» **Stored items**
====================

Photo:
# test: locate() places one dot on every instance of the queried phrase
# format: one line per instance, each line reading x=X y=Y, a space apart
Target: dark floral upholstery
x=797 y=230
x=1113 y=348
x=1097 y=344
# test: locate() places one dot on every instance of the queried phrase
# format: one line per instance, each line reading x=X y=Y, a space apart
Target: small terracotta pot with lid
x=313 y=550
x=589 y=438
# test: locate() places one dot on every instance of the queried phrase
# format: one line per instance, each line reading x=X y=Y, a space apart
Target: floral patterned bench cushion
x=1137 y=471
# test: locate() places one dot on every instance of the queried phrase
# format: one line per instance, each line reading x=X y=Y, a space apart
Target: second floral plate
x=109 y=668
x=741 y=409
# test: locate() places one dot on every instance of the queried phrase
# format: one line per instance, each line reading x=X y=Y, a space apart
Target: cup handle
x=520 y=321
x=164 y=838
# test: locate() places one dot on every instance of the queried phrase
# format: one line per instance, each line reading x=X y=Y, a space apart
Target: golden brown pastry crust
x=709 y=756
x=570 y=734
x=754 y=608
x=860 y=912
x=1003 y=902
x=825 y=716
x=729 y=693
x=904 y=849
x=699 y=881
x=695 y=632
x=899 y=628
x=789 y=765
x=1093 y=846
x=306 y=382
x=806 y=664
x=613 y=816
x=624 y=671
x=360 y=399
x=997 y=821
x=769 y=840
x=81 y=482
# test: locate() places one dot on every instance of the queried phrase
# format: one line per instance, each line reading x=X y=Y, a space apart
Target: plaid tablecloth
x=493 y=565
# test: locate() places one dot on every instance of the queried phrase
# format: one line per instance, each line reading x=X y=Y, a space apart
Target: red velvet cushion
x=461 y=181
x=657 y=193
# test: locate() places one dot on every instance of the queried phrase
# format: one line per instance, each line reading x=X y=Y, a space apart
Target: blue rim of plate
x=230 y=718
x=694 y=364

====================

» **Problem**
Each line of the data must come back exactly as written.

» **Result below**
Photo:
# test: locate() places one dot on every instance of the queried phrase
# format: one line per instance, each line reading x=X y=Y, a space apart
Target: dark floral upholstery
x=797 y=230
x=1113 y=348
x=1097 y=344
# test: locate() places one dot on every instance of the queried phrase
# format: one line per instance, each line reading x=X y=Y, a space apart
Target: small terracotta pot with lid
x=313 y=550
x=589 y=438
# test: locate() places one dot on every instance of the queried phrase
# format: one line per instance, each line reading x=X y=Y, a space apart
Target: floral patterned bench cushion
x=1137 y=471
# test: locate() places one dot on every instance of the queried phrase
# format: one line per instance, each line reading x=X y=Y, a space apart
Target: second floral plate
x=109 y=668
x=741 y=409
# test: locate() places one dot on every instance of the queried phrase
# format: one line per instance, each line reading x=X y=Y, a space apart
Target: cup handle
x=520 y=321
x=164 y=838
# test: locate() places one dot on every instance of the queried phrase
# format: one line per instance, each line reading x=X y=Y, a space apart
Target: golden brown pastry crust
x=709 y=756
x=570 y=734
x=754 y=608
x=860 y=912
x=1003 y=902
x=825 y=716
x=729 y=693
x=904 y=849
x=699 y=881
x=695 y=632
x=899 y=628
x=789 y=765
x=1093 y=846
x=306 y=382
x=806 y=664
x=613 y=816
x=624 y=671
x=360 y=399
x=997 y=821
x=769 y=840
x=81 y=482
# test: locate() places one dot on every instance of the queried phrase
# format: one line per instance, each line reading x=X y=Y, a space apart
Target: plaid tablecloth
x=493 y=565
# test: locate() places one dot on every instance of the queried phrase
# format: one line per instance, each line reading x=X y=Y, a space apart
Target: red velvet cushion
x=461 y=181
x=657 y=193
# test: locate() places one dot on every instance of the queried phrase
# format: one line per instance, each line reading x=X y=Y, a space apart
Target: blue rim of plate
x=230 y=718
x=694 y=364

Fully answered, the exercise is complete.